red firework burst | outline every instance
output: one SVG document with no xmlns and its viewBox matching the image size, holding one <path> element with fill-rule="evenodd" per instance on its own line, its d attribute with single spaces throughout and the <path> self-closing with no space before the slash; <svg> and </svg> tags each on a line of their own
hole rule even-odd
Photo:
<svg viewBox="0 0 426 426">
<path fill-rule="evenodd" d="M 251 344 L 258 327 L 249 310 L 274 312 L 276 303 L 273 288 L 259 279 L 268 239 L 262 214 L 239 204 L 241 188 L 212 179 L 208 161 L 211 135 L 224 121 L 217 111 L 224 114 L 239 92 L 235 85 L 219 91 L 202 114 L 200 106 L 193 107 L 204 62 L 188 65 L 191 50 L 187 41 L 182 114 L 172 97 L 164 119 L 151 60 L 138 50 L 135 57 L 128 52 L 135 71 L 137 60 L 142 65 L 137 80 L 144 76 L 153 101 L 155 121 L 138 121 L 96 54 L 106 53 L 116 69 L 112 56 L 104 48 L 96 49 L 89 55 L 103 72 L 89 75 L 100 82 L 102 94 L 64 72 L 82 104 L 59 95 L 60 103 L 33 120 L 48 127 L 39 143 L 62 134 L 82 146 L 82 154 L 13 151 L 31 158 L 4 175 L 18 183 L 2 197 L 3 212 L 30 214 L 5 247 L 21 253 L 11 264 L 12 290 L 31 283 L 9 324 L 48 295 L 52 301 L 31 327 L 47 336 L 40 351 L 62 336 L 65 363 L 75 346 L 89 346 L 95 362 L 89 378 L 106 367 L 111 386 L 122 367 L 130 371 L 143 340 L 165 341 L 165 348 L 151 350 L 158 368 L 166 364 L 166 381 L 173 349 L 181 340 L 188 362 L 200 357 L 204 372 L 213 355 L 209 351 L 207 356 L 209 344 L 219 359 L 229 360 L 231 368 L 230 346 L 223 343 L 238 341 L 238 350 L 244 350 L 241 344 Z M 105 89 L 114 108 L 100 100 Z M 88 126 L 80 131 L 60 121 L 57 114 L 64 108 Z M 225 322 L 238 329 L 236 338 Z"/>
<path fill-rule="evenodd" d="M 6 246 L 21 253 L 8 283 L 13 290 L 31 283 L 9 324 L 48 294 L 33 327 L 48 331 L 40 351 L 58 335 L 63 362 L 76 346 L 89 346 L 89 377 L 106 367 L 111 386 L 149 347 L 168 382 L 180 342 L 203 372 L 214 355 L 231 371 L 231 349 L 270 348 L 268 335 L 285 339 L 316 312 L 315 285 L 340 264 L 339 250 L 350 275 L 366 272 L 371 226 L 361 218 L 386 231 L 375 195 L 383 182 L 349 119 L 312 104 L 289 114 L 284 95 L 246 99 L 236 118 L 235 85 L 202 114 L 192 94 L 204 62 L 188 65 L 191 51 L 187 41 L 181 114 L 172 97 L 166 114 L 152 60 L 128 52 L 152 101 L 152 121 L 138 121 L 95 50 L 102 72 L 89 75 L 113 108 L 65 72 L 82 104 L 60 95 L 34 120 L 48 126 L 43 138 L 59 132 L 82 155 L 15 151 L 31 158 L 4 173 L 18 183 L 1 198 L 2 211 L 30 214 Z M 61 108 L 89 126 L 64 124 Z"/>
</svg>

━━━━━━━━━━━━━━━━━━━━

The task:
Copy every line of the records word for word.

Solution to this exercise:
red firework burst | outline every instance
output: one SVG document with no xmlns and its viewBox matching the image size, holding one <path> element with fill-rule="evenodd" per instance on its own line, its d attribute with single spaces throughout and the <path> self-closing with no space before the slash; <svg> and </svg> tags each on a line of their own
hole rule even-odd
Photo:
<svg viewBox="0 0 426 426">
<path fill-rule="evenodd" d="M 251 344 L 258 327 L 249 310 L 274 312 L 276 303 L 273 288 L 259 279 L 268 239 L 262 214 L 239 204 L 241 188 L 212 179 L 208 161 L 211 135 L 224 121 L 217 111 L 224 114 L 239 92 L 235 85 L 219 91 L 202 114 L 200 106 L 193 107 L 204 62 L 188 65 L 191 50 L 187 41 L 182 114 L 172 97 L 164 119 L 151 60 L 138 50 L 135 57 L 128 52 L 135 71 L 137 60 L 142 65 L 137 80 L 144 76 L 153 101 L 155 121 L 138 121 L 96 54 L 106 53 L 116 69 L 112 56 L 104 48 L 96 49 L 89 55 L 103 72 L 89 75 L 100 82 L 102 94 L 64 72 L 82 104 L 59 95 L 60 103 L 33 120 L 48 127 L 39 143 L 62 134 L 82 146 L 82 154 L 13 151 L 31 158 L 4 175 L 18 183 L 2 197 L 3 212 L 30 214 L 5 247 L 21 253 L 11 264 L 12 290 L 31 283 L 9 324 L 48 295 L 52 301 L 31 327 L 47 336 L 40 351 L 62 336 L 65 363 L 75 346 L 89 346 L 95 362 L 89 378 L 106 367 L 111 386 L 122 367 L 130 371 L 143 340 L 165 341 L 165 348 L 151 350 L 158 368 L 166 364 L 166 381 L 173 349 L 181 340 L 188 362 L 200 357 L 204 372 L 213 355 L 209 351 L 207 356 L 209 344 L 219 359 L 229 360 L 231 368 L 230 346 L 223 343 L 238 341 L 238 350 L 244 350 L 241 344 Z M 105 89 L 114 108 L 100 100 Z M 88 126 L 80 131 L 60 121 L 57 114 L 64 108 Z M 225 322 L 238 329 L 236 338 Z"/>
<path fill-rule="evenodd" d="M 6 246 L 21 253 L 8 283 L 13 290 L 31 283 L 9 324 L 48 294 L 33 327 L 48 331 L 40 351 L 58 335 L 63 362 L 76 346 L 89 346 L 89 377 L 106 367 L 111 386 L 149 347 L 168 382 L 180 342 L 203 372 L 214 355 L 231 371 L 231 349 L 270 348 L 268 335 L 285 339 L 316 312 L 315 285 L 340 264 L 339 250 L 350 275 L 366 272 L 371 226 L 361 218 L 386 231 L 375 195 L 383 182 L 349 119 L 312 104 L 289 114 L 284 95 L 246 99 L 236 118 L 235 85 L 202 114 L 192 94 L 204 62 L 188 65 L 191 51 L 187 41 L 181 114 L 172 97 L 166 114 L 152 60 L 128 52 L 152 101 L 152 121 L 138 121 L 95 50 L 102 72 L 89 75 L 113 108 L 65 72 L 82 104 L 60 95 L 34 120 L 48 126 L 43 138 L 59 132 L 82 155 L 15 151 L 31 158 L 4 173 L 18 183 L 1 198 L 2 211 L 30 214 Z M 61 108 L 89 126 L 64 124 Z"/>
</svg>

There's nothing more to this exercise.